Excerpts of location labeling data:
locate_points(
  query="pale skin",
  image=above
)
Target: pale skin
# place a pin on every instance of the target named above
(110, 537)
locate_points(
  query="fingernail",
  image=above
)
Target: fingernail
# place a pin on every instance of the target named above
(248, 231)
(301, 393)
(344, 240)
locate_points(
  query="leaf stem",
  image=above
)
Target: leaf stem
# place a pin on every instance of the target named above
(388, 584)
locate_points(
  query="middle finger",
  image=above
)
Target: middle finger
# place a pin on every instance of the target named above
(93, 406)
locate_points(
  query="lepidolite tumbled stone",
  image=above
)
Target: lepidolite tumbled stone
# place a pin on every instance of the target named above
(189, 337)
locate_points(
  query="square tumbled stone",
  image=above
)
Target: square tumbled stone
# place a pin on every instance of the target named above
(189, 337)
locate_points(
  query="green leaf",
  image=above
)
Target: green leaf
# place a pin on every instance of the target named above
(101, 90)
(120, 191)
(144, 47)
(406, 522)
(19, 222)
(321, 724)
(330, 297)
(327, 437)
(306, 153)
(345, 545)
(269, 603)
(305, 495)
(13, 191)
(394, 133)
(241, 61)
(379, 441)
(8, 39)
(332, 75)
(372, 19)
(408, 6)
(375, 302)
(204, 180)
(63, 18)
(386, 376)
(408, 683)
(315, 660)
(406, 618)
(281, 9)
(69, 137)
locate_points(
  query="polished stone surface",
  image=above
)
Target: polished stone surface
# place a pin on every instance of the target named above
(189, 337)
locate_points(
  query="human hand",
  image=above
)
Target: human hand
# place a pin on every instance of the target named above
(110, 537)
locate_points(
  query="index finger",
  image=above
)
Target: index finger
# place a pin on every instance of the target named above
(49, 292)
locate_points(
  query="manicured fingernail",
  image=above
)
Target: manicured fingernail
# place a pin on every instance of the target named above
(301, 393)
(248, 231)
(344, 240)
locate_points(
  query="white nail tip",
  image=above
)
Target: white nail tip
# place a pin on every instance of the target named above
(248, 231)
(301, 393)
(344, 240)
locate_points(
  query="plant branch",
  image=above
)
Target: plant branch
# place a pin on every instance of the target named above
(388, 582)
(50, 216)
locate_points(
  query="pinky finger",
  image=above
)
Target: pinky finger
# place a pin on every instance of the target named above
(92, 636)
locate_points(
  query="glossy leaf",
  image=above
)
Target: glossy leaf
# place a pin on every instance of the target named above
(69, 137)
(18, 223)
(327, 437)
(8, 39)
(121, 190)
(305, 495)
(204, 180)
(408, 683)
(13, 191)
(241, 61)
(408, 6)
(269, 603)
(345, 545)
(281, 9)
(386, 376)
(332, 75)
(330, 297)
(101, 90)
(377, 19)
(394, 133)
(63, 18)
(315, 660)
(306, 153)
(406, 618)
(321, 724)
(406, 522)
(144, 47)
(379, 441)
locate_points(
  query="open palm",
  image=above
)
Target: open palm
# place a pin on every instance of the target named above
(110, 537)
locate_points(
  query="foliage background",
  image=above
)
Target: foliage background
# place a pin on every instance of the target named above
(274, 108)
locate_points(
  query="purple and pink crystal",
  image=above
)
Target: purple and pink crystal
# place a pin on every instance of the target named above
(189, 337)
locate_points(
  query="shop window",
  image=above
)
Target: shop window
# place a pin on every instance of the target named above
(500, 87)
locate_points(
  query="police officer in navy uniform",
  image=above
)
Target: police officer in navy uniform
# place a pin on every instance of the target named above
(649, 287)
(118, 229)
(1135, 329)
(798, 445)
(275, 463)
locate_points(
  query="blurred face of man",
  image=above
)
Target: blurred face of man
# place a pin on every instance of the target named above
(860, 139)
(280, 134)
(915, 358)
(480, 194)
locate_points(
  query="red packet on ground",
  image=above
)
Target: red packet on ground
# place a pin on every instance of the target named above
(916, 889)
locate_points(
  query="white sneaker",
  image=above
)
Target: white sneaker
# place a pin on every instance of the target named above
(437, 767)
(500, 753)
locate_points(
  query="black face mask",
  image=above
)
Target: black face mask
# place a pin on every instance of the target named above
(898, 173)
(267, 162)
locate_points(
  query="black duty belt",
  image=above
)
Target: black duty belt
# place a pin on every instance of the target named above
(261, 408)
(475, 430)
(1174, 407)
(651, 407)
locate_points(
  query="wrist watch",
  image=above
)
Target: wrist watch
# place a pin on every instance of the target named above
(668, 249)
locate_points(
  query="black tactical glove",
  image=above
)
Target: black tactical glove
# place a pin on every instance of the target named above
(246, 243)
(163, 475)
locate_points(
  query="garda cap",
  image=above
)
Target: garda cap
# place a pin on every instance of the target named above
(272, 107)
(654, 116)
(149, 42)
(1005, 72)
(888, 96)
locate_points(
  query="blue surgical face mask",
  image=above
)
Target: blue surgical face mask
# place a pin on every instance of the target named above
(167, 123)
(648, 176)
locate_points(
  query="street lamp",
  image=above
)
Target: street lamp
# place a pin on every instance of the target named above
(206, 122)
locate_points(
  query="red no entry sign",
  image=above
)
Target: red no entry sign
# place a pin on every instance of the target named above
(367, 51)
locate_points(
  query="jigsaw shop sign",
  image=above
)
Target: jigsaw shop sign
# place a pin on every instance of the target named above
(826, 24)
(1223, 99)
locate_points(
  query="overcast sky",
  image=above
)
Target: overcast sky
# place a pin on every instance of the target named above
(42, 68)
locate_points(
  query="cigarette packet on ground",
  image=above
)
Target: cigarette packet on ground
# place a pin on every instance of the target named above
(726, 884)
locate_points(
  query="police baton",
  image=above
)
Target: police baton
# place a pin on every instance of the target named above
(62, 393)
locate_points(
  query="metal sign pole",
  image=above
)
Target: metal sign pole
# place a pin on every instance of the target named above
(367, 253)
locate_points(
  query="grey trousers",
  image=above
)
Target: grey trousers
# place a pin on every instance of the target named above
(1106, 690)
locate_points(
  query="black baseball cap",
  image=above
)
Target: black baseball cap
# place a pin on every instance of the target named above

EXERCISE DIRECTIONS ::
Pull out every line of the records above that contains the word "tumbled".

TASK RESULT ::
  query="lepidolite tumbled stone",
Target: lepidolite tumbled stone
  query="square tumbled stone",
Target: square tumbled stone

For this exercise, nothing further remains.